§ **Work order**:
Filter the records below for the word "peninsula". Copy each line that holds it.

Natural-language object grounding data
BEGIN

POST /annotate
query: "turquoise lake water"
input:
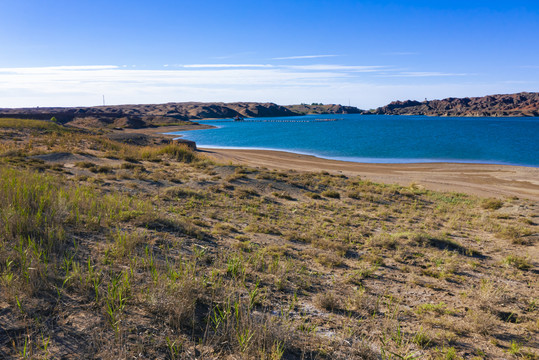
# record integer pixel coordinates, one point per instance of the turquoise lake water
(382, 138)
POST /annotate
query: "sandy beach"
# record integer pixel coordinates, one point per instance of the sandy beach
(477, 179)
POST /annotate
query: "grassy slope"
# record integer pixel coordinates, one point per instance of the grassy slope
(114, 250)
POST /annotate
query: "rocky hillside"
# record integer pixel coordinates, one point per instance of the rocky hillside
(137, 116)
(306, 109)
(521, 104)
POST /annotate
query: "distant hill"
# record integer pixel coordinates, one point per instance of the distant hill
(521, 104)
(138, 116)
(306, 109)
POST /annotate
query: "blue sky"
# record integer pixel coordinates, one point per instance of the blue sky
(366, 53)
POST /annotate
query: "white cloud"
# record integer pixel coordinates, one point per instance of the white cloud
(351, 68)
(424, 74)
(226, 66)
(85, 85)
(303, 57)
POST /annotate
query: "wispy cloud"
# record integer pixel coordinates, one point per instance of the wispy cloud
(420, 74)
(351, 68)
(401, 53)
(284, 84)
(303, 57)
(30, 70)
(210, 66)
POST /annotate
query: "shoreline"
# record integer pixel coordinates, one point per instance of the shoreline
(486, 180)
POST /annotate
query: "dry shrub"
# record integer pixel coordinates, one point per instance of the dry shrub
(363, 303)
(176, 301)
(329, 260)
(481, 322)
(492, 204)
(328, 300)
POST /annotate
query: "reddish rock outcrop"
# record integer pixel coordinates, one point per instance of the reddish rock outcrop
(521, 104)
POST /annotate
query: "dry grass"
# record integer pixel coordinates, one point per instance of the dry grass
(167, 255)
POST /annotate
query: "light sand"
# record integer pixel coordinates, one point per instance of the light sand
(476, 179)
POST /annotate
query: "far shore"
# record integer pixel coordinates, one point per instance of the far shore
(477, 179)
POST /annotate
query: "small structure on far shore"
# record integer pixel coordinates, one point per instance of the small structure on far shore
(187, 143)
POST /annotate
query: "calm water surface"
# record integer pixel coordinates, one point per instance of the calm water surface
(383, 139)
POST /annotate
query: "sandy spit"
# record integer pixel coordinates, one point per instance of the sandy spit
(477, 179)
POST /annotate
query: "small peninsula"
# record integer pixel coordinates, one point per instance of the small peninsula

END

§ **Your solution**:
query: "small peninsula"
# record integer pixel coordinates, one point per instance of the small peninsula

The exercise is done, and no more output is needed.